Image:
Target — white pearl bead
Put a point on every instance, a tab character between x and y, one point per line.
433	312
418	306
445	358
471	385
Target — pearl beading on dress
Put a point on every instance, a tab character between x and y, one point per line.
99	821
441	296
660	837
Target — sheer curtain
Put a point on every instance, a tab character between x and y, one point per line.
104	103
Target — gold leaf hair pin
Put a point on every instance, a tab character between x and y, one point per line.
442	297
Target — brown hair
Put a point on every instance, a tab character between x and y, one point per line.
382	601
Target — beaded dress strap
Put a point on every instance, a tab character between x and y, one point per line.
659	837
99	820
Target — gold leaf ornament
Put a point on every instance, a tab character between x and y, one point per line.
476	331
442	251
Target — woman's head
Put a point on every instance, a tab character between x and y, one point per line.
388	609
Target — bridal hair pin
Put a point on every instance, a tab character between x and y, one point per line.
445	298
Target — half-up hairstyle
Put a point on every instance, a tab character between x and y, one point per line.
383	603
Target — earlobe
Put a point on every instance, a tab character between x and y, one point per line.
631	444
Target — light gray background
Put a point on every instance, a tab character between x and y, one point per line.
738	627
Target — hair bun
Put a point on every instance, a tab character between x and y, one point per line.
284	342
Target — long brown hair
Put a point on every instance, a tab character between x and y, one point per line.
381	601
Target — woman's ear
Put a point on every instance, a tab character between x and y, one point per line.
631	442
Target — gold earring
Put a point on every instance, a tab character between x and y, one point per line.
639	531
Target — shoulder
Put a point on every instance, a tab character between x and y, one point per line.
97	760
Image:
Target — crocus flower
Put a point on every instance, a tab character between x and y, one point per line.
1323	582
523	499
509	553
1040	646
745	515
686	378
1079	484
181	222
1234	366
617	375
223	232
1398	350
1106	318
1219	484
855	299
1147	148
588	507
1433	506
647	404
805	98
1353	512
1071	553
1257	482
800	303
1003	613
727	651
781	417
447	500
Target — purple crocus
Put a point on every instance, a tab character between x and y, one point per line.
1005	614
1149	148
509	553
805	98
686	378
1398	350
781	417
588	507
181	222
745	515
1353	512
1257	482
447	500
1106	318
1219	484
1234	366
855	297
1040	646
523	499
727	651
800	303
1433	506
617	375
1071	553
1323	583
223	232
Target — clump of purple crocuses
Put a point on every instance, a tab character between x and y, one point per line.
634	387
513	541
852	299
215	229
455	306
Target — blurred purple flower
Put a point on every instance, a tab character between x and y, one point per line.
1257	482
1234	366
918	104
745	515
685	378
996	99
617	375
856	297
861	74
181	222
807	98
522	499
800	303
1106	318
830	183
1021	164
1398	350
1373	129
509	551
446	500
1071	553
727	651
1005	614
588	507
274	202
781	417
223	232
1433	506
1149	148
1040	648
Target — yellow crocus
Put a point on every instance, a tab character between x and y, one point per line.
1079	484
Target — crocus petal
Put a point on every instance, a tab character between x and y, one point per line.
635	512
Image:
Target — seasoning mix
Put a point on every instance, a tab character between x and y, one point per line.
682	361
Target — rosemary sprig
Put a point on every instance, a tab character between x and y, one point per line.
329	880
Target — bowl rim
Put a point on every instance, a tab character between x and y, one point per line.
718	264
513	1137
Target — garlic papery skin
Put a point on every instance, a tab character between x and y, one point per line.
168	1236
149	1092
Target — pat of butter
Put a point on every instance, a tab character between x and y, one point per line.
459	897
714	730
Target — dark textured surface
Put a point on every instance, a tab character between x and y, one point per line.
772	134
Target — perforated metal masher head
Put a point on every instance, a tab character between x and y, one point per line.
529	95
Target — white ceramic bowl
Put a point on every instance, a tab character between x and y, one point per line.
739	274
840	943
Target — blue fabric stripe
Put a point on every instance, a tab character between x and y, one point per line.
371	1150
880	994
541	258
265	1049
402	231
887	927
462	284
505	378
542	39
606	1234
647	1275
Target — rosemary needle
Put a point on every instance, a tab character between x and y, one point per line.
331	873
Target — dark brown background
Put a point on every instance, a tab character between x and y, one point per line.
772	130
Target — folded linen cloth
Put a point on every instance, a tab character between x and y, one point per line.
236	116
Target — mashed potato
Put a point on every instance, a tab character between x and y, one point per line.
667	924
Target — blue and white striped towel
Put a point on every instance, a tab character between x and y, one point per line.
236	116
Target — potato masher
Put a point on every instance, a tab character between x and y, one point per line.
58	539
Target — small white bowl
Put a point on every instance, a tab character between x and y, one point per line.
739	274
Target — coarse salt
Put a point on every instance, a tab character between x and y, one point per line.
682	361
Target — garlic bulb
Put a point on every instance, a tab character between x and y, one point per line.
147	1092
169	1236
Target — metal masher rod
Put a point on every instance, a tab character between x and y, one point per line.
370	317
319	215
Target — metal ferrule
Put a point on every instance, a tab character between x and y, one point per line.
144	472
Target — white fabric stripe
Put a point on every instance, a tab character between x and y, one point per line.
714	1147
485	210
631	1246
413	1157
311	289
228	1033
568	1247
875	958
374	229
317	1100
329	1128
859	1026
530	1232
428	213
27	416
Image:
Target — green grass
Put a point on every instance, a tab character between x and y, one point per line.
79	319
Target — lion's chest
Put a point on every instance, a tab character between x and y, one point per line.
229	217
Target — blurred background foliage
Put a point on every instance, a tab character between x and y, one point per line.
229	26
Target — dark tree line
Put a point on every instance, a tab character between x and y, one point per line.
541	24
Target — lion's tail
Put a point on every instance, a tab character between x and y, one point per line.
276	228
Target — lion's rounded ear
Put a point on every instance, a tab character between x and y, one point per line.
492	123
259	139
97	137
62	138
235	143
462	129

■ Aim of the exercise: Print each entry above again, exactly as it was given.

■ Result:
Image:
Target — white pearl bead
Put a point on every instance, a tab character between x and y, one point per line.
433	312
418	306
445	358
471	385
Target — pearl beading on dress
Put a point on every instance, a tab character between x and y, one point per line.
99	821
441	296
660	837
Target — sheer curtain
Put a point on every instance, a tab character between x and y, one point per line.
104	103
Target — gold leaf hair pin
Put a point on every instance, a tab character between x and y, one point per line.
442	297
Target — brown hair
Put a point on every instance, a tab character between x and y, one point per line.
382	601
Target — beaded dress strap
Put a point on every instance, a tab character between x and y, one point per line.
659	837
99	820
Target — gold leaf ornament
Put a point on every instance, a tab character between x and y, one point per line.
476	331
442	251
Target — woman's head
Put a point on every instance, a tab character between x and y, one point per line.
388	609
Target — bridal hair pin
Put a point on every instance, a tab character between x and y, one point per line.
445	298
Target — half-up hairstyle
Put a point on every instance, a tab character between x and y, one point per line.
383	603
Target — earlobe
Put a point on every instance, a tab character between x and y, one point per line.
631	444
Target — light gray background
Put a point on every instance, a tab character between x and y, one point per line.
738	627
Target — hair bun
Put a point on every instance, a tab character between x and y, one point per line.
284	342
Target — long brown hair
Put a point on every instance, a tab character between x and y, one point per line.
381	601
Target — woman's ear
Put a point on every instance, a tab character between x and y, one point per line.
631	442
Target — gold earring
Put a point on every instance, a tab character between x and y, one point per line.
639	531
Target — shoulder
Put a point on every instance, a tab character between x and y, one point per line.
97	760
Image:
Target — crocus flower
Put a point on every instance, a tab character between x and y, one point per line.
1323	582
523	499
509	553
1040	646
745	515
686	378
1079	484
181	222
1234	366
617	375
223	232
1398	350
1106	318
1219	484
855	299
1147	148
588	507
1433	506
647	404
805	98
1353	512
1071	553
1257	482
800	303
1003	613
727	651
781	417
447	500
Target — purple crocus
Put a point on every instance, a tab character between x and y, one point per line.
1005	614
1149	148
509	553
805	98
686	378
1398	350
781	417
588	507
181	222
745	515
1353	512
1257	482
447	500
1106	318
1219	484
1234	366
855	297
1040	646
523	499
727	651
800	303
1433	506
617	375
1071	553
1323	583
223	232
Target — clump of purple crocuses
Put a point on every instance, a tab character between x and y, one point per line.
634	387
513	541
852	299
215	229
455	306
Target — blurred purple flower
Put a point on every instance, a tab character between x and y, one point per line.
1257	482
1234	366
918	104
745	515
685	378
996	99
617	375
856	297
861	74
181	222
807	98
522	499
800	303
1106	318
830	183
1021	164
1398	350
1373	129
509	551
446	500
1071	553
727	651
1005	614
588	507
274	202
781	417
223	232
1433	506
1149	148
1040	648
Target — yellow crocus
Put a point on every instance, a tab character between x and y, one point per line.
1079	484
Target — crocus petal
Put a point on every instance, a tab character between x and y, one point per line.
635	512
Image:
Target — seasoning mix
Put a point on every instance, a tab character between x and y, one point per line.
682	361
Target — rosemary sprig
Put a point on every instance, a tab character between x and y, one point per line.
329	880
Target — bowl rim
Put a point on every instance, a tab character between x and y, one point per line.
718	264
513	1137
Target — garlic papery skin
Put a point on every instance, a tab character between x and y, one point per line.
168	1236
149	1092
Target — pat of butter
Put a point on every instance, a tab character between x and y, one point per line.
459	897
714	730
Target — dark textured surface
Put a point on every instance, a tab character between x and y, one point per line.
772	134
Target — perforated metal masher head
Put a point on every instance, a tab character between x and y, one point per line.
529	95
Target — white ceramic bowl
Put a point on every instance, a tab character between x and y, one point per line.
739	274
840	943
Target — blue fabric stripe
Put a point on every instance, a tab character between x and y, one point per line.
371	1150
880	994
541	258
265	1049
402	231
887	927
462	284
505	378
542	39
606	1234
647	1275
Target — rosemary needle
Put a point on every instance, a tab character between x and y, one point per line.
331	873
Target — dark brown background
Put a point on every instance, a tab character between x and y, one point per line.
772	130
Target — folded linen cloth
Put a point on every instance, a tab character between x and y, one point per line.
236	116
Target — mashed potato
Put a point on every instance, a tab character between x and y, one point per line.
667	924
Target — blue and white striped towel
Put a point on every instance, a tab character between x and y, one point per line.
236	116
Target — potato masher
Put a point on every instance, a tab character between x and y, one point per line.
58	539
Target — small white bowl
Put a point on every instance, a tab character between x and y, one point per line.
739	274
Target — coarse salt
Put a point on every instance, a tab character between x and y, one point per line.
682	361
Target — garlic bulb
Put a point on every instance, a tab character between x and y, one point per line.
147	1092
169	1236
Target — metal masher rod
Put a point on every instance, a tab character between x and y, one point per line.
370	317
319	215
Target — metal ferrule
Put a point on every instance, a tab character between x and y, one point per line.
144	472
Target — white fabric stripe
Put a point on every instance, a tab character between x and y, one point per line.
714	1147
485	210
631	1246
413	1157
311	289
228	1033
568	1247
875	958
374	229
317	1100
329	1128
859	1026
530	1232
428	213
27	416
Image:
Target — green grass
Put a point on every instance, a tab character between x and y, one point per line.
79	319
Target — lion's chest
Put a point on every instance, a tab character between x and y, one point per line.
229	217
Target — blurred background foliage
Put a point on every instance, a tab character between x and y, one point per line.
229	26
Target — dark tree line
Put a point on every instance, a tab character between x and y, one point per line.
541	24
Target — lion's tail
Put a point on every instance, a tab character between x and y, one point per line.
276	228
Target — lion's rounded ear
Put a point on every instance, a tab character between x and y, one point per line.
492	123
259	139
97	137
62	138
235	143
462	129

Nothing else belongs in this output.